Given text.
┄┄┄┄┄┄

The Court of Appeal upheld the mothers’ right to custody of the child; and the Supreme Court of Canada refused to hear an appeal from that decision.
2011
IN THE MATTER OF Marriage Commissioners Appointed Under The Marriage Act [2011] S.J. No. 3
The legislature asked the Saskatchewan Court of Appeal to say whether changes to the Marriage Act to permit a marriage commissioner to refuse to solemnize a same sex marriage if same sex marriage was against their religion. The Court said that the amendment would violate the equality rights of gay and lesbian people under the Charter of Rights; and such a violation could not be justified as a reasonable limit. Religious freedom is not absolute and in this case had to yield to the equality rights of gay and lesbian people.
2013
Brodeur v. Ontario (Minister of Health and Long-Term Care) 2013 HRTO 1229 (Ontario Human Rights Tribunal)
The applicants were male to female transsexuals who had had transsexual surgery. They sought medicare funding for electrolysis, voice therapy, and breast augmentation; and argued that the denial of those services constituted discrimination on the basis of sex.
The tribunal held that the ground of ‘sex’ covered the complaint Though ‘gender identity’ was added to the Human Rights Code after this complaint was filed, that did not mean the complaint could not go forward on the ground of sex.

┄┄┄┄┄┄

[Stored data entries]
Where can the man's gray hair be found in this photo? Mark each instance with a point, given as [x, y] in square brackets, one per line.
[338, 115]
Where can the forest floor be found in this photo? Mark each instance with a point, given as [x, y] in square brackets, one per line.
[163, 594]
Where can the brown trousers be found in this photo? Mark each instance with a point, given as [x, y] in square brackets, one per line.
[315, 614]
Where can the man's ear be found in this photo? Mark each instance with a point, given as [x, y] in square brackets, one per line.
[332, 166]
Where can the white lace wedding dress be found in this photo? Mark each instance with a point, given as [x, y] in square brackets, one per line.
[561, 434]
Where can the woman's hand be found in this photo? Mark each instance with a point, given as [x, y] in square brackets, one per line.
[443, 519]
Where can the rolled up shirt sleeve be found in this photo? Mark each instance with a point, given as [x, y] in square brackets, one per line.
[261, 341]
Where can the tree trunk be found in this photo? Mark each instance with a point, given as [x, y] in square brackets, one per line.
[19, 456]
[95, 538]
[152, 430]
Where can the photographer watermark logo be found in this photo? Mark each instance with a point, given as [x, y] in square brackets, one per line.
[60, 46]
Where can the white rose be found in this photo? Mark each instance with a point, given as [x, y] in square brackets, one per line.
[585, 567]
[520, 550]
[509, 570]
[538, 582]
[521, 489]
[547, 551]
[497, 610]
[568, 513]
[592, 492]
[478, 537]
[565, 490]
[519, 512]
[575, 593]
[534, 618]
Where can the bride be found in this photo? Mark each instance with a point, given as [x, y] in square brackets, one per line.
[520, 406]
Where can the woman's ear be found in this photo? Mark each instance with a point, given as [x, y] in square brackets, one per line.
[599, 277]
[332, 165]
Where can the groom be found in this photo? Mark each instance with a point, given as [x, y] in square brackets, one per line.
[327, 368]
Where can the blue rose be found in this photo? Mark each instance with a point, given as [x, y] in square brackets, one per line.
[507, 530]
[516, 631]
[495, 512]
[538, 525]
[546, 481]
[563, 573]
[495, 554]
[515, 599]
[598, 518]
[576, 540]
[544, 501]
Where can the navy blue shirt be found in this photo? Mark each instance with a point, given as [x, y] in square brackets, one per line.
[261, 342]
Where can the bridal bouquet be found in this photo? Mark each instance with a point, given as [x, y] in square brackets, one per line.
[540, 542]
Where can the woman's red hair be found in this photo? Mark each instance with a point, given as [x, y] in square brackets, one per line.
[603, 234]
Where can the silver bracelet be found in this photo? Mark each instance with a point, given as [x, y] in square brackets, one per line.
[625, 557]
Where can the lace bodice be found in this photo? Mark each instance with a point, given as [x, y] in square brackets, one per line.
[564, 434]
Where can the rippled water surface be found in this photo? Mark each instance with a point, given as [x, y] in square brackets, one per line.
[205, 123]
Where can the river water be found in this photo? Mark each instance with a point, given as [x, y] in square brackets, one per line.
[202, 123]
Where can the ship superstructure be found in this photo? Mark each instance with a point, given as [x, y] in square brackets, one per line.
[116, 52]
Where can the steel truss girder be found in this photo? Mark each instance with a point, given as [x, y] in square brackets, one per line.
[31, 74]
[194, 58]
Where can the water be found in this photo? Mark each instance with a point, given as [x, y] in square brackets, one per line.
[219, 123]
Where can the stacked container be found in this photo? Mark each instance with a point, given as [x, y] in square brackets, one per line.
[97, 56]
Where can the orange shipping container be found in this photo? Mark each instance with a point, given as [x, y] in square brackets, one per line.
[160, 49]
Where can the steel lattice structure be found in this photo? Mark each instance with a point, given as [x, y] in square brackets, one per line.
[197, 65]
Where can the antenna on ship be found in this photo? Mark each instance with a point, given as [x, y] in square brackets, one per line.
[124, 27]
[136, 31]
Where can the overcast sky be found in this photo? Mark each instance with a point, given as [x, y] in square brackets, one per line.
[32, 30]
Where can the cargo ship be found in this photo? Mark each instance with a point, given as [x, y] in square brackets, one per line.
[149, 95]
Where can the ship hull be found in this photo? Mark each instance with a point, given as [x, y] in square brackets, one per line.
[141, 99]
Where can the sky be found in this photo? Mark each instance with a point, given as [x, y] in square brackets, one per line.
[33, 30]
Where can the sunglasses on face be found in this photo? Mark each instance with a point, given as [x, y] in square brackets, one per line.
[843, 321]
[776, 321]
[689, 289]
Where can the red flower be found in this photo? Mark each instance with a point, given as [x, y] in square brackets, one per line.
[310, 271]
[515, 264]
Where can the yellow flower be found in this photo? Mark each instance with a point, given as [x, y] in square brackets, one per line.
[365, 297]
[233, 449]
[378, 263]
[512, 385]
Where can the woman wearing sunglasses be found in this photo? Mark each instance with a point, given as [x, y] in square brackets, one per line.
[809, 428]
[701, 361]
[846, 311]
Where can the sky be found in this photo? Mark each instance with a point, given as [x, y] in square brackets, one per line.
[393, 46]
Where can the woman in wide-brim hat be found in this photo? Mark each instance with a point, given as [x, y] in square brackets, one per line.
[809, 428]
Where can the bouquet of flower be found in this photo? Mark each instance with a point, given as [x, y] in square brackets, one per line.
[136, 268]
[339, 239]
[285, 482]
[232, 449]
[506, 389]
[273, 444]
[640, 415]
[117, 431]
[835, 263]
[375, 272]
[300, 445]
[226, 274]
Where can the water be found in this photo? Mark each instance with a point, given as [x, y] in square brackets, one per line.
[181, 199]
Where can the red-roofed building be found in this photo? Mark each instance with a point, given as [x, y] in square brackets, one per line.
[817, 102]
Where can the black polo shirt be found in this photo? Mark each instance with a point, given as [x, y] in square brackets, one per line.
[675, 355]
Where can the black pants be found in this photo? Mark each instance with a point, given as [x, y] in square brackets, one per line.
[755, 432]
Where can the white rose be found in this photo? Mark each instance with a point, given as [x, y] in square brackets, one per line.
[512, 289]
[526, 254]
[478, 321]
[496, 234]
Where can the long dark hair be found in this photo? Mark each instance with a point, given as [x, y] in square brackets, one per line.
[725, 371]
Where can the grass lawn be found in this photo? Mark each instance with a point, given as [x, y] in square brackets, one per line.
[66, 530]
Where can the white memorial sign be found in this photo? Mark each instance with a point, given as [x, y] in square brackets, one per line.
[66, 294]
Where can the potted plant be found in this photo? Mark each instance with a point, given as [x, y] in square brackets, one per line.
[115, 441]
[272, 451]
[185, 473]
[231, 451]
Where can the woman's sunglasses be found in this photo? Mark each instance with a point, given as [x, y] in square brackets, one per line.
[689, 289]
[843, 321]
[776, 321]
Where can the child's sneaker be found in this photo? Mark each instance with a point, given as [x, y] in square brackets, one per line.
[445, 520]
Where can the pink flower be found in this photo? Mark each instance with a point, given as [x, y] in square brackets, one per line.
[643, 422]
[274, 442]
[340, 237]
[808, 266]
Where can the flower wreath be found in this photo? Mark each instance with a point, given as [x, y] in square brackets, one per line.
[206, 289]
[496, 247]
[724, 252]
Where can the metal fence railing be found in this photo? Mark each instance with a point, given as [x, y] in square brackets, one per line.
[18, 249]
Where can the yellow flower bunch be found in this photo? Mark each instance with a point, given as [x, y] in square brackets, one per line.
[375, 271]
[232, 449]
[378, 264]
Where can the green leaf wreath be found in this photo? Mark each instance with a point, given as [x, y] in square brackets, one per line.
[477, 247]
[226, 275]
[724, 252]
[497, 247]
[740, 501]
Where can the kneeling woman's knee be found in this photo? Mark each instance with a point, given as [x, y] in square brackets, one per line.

┄┄┄┄┄┄

Required actions.
• a. Retype the stretch of the case summaries from "The applicants were" through "basis of sex.".
• b. Summarize the case summaries in two sentences.
• c. Please proceed with the case summaries from the point where they stop.

Answers to the exercise.
• a.
The applicants were male to female transsexuals who had had transsexual surgery. They sought medicare funding for electrolysis, voice therapy, and breast augmentation; and argued that the denial of those services constituted discrimination on the basis of sex.

• b. In 2011 the Saskatchewan Court of Appeal said that amending the Marriage Act to let marriage commissioners refuse to solemnize same sex marriages on religious grounds would violate the Charter equality rights of gay and lesbian people, and that this violation could not be justified as a reasonable limit. In 2013 the Ontario Human Rights Tribunal held that the ground of "sex" covered a complaint by male to female transsexuals who were denied medicare funding for electrolysis, voice therapy, and breast augmentation, even though "gender identity" was added to the Human Rights Code after the complaint was filed.

• c.
However the complainants lost, because they could not point to a similar service that was available to other people but denied to them because they were trans. No one was covered to have voice therapy or electrolysis; and the same rules about breast augmentation for non-trans people applied to trans people. (That rule is that if you do not have breast tissue, a condition called aplasia, you can get breast augmentation. If you do have breast tissue – including as a result of taking hormones – you will not get breast augmentation). In relation to the claim for voice therapy, the claimants’ evidence did not establish that voice therapy was medically necessary, the standard in the OHIP coverage.
This case is a must-read for anyone wanting to challenge funding for trans-related care.
Saskatchewan (Human Rights Commission) v. Whatcott 2013 SCJ 11
The Supreme Court of Canada has drawn the line between what counts as 'hate speech' - and is therefore prohibited - and what is protected 'free speech'. In Saskatchewan v Whatcott, Whatcott had circulated pamphlets saying things like "Keep Homosexuals out of schools" and "Keep Sodomites Out of Schools".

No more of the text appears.